> Passage:
..............................
GC Human Rights Preparedness Initiative

Each pandemic is different. At the same time, each is also the latest in a long line, which means there are lessons to be learned from the past, and preparations that can be made for the future.

 

The Global Campus of Human Rights- the largest consortium of human rights educators with more than 100 universities from across the world - believes that a rights-based approach to pandemics and other emergencies is vital. It is now harnessing its multiregional and multidisciplinary approach, resources and outreach to create a resource that will be a point of reference for a rights-based approach: GC Human Rights Preparedness: www.gchumanrights.org/preparedness

 

With this initiative we invite our contributors to:

  • explain the ways in which protecting, respecting and fulfilling human rights, as we understand them today, is vital in meeting the challenges of pandemics and other emergencies;
  • imagine how human rights could be better prepared for such challenges.

 

“Human rights are vital to pandemic preparedness and mitigation” , explains Prof. Thérèse Murphy, founding editor of the initiative, chairperson of the European Master’s in Human Rights and Democratisation, and representative of Queen’s University Belfast. “We know this in part because we have learned from the HIV/AIDS pandemic where lives were saved when a rights-based approach replaced the criminalisation, stigma and discrimination of the initial response. However, as the COVID-19 pandemic is making clear, a rights-based approach to pandemics is neither secure nor sufficiently clearly articulated.”

 

In order to play a bold and reflective role in developing and promoting a rights-based approach to pandemics and other emergencies, GC Human Rights Preparedness will engage in rich, inclusive and wide-ranging conversations.
As pointed out by Prof. Kalliope Agapiou-Josephides, GC Council Representative of the University of Cyprus and founding editor of GC Human Rights Preparedness, “Our goal is to advance a rights-based approach to pandemics and other emergencies, ensuring ensuring that existing inequalities, which can be exacerbated in times of crisis, and the risk of disproportionate impact on marginalised or disadvantaged individuals and groups, are integrated from the outset.

 

To this end, the initiative has set four objectives:

  • To share information via open source materials;
  • To chart and fill knowledge gaps with respect to persistent challenges and best practices;
  • To compare approaches across regions and disciplines;
  • To demonstrate the value of the arts, humanities and social sciences as essential companions to the sciences.

 

“The Human Rights Preparedness initiative [by the Global Campus of Human Rights] is innovative, exciting and essential. The European Union is proud to support it.” Eamon Gilmore, EU Representative for Human Rights.

 

GC Human Rights Preparednessis curated by an editorial team supported by a multiregional and multidisciplinary group of reviewers and advisors whose knowledge and expertise is best suited to discuss complex issues. In this light, Prof. Veronica Gomez, President of the Global Campus of Human Rights and one of the editors of the initiative, underlines the broader significance of this new endeavour: “We want to build a resource of enduring value that has relevance beyond COVID-19. Our unique regional and multidisciplinary approach provides a formidable asset in tackling multifaceted issues like pandemics.”

 

GC Human Rights Preparednessis being launched today, 30 June 2020, in all GC regional hubs.
We invite all members and friends of the Global Campus network - faculty, researchers, practitioners and experts, institutional partners, alumni, students and the general public - to engage with and contribute to this important new project.
..............................
> What you should do:
Reproduce the initiative announcement word for word, starting at "Each pandemic is" and ending at "for the future.". The records have no connection to the initiative announcement.

> Provided data:
..............................
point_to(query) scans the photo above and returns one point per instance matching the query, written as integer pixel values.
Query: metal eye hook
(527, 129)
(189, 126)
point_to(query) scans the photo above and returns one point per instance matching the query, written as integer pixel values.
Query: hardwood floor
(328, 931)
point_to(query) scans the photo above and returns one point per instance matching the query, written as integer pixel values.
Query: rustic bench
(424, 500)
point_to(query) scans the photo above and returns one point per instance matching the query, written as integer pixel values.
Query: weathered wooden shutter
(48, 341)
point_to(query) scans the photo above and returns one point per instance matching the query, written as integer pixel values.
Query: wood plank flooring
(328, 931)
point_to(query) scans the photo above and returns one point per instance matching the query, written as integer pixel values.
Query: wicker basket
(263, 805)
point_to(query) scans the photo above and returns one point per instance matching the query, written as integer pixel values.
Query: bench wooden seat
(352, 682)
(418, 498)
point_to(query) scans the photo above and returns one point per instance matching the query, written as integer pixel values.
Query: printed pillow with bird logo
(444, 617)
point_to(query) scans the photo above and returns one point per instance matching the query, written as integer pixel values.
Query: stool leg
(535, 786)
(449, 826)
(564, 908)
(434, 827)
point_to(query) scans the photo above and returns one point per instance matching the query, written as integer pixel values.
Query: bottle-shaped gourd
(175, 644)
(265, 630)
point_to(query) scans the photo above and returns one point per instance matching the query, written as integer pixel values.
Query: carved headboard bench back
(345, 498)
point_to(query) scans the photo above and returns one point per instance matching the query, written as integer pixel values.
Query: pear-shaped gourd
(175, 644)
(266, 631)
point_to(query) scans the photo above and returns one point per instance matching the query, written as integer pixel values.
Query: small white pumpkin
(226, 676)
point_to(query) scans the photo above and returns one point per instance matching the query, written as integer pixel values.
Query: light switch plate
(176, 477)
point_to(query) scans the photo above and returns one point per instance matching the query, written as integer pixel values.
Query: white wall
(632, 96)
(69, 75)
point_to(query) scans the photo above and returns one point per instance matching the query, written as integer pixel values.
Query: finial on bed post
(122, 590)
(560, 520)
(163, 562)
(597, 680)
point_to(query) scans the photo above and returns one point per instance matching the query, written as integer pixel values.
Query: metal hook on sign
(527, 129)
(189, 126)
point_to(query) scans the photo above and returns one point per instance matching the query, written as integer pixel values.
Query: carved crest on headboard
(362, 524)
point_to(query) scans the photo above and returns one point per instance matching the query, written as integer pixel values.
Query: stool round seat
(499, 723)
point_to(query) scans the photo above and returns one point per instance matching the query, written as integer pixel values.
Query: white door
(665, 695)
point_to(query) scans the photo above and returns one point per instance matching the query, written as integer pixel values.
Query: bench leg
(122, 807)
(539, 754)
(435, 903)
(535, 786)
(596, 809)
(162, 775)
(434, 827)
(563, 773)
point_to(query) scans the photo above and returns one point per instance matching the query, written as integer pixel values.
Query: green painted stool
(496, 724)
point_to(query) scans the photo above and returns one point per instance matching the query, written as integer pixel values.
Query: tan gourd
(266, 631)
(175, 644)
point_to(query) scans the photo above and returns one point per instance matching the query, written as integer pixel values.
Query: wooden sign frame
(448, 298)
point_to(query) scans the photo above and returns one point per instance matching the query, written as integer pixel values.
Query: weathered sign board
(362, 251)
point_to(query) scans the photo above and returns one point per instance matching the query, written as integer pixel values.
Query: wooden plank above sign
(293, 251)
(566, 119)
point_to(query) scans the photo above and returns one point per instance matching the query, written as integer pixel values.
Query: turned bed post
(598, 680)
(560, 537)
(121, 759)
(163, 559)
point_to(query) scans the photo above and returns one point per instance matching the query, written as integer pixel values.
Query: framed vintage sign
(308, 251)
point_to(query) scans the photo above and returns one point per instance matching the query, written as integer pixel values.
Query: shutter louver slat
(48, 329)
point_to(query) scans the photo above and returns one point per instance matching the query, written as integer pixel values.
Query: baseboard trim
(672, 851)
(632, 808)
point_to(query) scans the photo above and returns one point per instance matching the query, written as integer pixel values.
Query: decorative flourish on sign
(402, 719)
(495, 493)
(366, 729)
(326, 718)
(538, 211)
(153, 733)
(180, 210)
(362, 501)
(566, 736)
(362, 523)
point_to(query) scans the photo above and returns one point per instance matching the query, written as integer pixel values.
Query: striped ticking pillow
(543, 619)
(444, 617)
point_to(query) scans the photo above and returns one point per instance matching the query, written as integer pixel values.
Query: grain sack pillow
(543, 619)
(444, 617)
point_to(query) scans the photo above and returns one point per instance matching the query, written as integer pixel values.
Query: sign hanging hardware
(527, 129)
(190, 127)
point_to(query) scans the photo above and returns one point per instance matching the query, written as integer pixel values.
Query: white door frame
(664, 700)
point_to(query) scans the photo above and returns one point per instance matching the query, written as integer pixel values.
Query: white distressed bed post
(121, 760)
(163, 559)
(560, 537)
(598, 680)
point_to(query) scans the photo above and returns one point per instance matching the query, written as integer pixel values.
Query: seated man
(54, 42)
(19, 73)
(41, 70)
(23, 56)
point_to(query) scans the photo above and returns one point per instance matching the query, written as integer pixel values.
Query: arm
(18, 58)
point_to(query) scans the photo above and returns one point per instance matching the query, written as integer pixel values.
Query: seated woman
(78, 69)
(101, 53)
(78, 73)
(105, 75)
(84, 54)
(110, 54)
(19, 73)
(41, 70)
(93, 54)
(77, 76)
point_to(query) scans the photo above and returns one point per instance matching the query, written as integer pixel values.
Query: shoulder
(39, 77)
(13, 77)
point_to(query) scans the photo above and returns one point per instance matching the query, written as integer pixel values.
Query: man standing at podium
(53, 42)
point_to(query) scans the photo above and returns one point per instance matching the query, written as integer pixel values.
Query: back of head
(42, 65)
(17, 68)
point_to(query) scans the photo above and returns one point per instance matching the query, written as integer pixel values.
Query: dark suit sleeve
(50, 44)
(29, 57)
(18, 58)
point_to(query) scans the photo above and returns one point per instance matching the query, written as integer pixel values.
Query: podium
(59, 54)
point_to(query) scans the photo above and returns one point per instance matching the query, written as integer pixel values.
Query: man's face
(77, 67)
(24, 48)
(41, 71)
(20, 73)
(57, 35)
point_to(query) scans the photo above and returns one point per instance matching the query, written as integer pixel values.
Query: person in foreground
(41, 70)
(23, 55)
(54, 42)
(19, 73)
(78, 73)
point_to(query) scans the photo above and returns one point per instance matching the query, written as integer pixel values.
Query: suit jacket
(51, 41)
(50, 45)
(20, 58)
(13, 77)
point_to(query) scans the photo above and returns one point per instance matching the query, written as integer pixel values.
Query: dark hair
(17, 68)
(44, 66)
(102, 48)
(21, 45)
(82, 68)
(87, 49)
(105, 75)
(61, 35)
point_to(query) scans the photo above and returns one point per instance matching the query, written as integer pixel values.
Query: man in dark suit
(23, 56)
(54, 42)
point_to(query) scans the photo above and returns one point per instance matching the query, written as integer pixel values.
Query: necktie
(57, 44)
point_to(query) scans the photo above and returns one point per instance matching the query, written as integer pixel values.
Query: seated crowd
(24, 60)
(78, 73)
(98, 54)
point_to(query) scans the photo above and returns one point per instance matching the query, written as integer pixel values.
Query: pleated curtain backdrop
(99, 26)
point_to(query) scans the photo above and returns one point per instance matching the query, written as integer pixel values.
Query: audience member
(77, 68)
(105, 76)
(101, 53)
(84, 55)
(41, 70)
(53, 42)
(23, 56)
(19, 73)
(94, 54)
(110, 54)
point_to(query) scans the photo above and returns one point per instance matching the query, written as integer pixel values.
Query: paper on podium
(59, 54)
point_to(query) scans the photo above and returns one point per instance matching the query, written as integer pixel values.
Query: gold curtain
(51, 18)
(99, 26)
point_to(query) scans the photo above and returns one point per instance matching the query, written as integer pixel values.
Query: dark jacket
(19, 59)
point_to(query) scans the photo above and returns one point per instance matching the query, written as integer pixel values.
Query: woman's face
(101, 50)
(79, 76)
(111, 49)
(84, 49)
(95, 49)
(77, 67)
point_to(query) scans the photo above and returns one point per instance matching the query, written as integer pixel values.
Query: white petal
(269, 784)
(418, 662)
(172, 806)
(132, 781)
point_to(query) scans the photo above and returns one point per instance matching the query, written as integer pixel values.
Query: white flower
..............................
> Response area:
Each pandemic is different. At the same time, each is also the latest in a long line, which means there are lessons to be learned from the past, and preparations that can be made for the future.